**Set problem:**
Copy the records below verbatim, omitting the pictures.
═════ Provided records
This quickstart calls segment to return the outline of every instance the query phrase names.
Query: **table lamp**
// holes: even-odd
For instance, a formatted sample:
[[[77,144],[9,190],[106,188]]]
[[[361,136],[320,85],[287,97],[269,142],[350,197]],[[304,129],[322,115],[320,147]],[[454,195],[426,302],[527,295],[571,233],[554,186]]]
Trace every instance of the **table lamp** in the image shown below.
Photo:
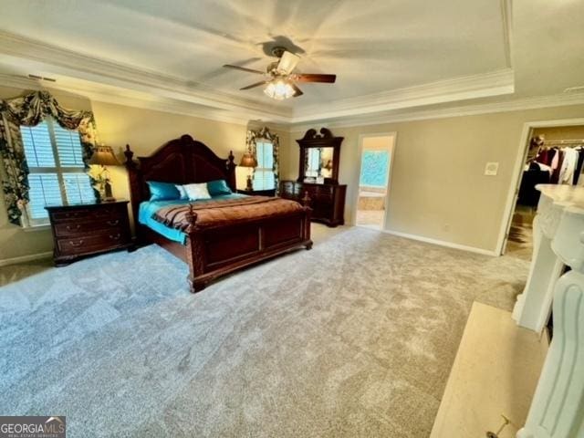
══════════
**Answer in full:**
This quickstart calls segment to return the outline of every instance the query phrase names.
Query: **table lamp**
// holes: even-odd
For instance, a formatted sample:
[[[77,144],[9,190],[106,188]]]
[[[361,136],[320,85],[287,97],[269,142],[350,197]],[[304,129],[322,115],[320,147]],[[454,195],[426,302],[527,295],[571,233],[554,186]]]
Trace every instance of the **table lamp** in the image shown below.
Photo:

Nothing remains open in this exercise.